# AIM
Quote every item below word for word, omitting the pictures.

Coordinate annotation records
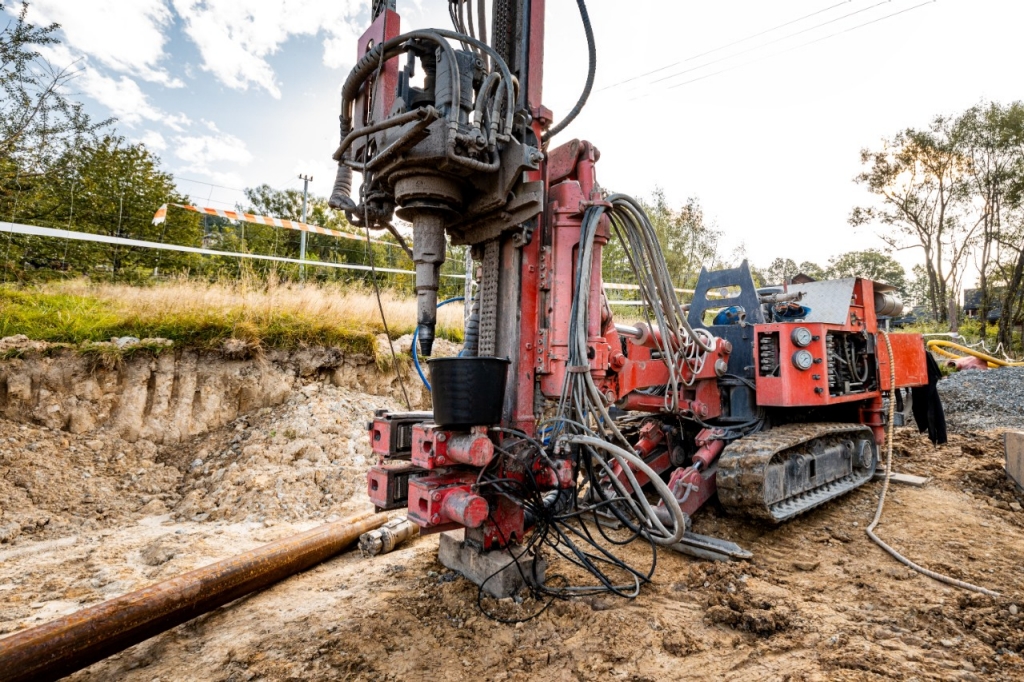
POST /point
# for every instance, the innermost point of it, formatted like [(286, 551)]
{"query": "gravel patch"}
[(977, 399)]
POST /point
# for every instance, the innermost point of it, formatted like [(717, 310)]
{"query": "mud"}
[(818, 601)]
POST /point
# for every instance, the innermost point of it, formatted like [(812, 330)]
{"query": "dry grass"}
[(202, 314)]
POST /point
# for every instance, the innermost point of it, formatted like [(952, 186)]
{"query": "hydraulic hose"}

# FINAL RESULT
POST /point
# for every instance, the innermost point of it, formatted like [(286, 551)]
{"query": "gravel patch"}
[(977, 399)]
POST /point
# for every instance, the innermost point of it, formatted like [(717, 310)]
{"query": "mud"}
[(818, 601)]
POST /point
# for every instance, the innermost point of it, formatted like [(812, 330)]
{"query": "dry grass"}
[(202, 314)]
POST /point
# for every instance, the innermost point of it, formatted like [(952, 186)]
{"query": "hydraulic hose"}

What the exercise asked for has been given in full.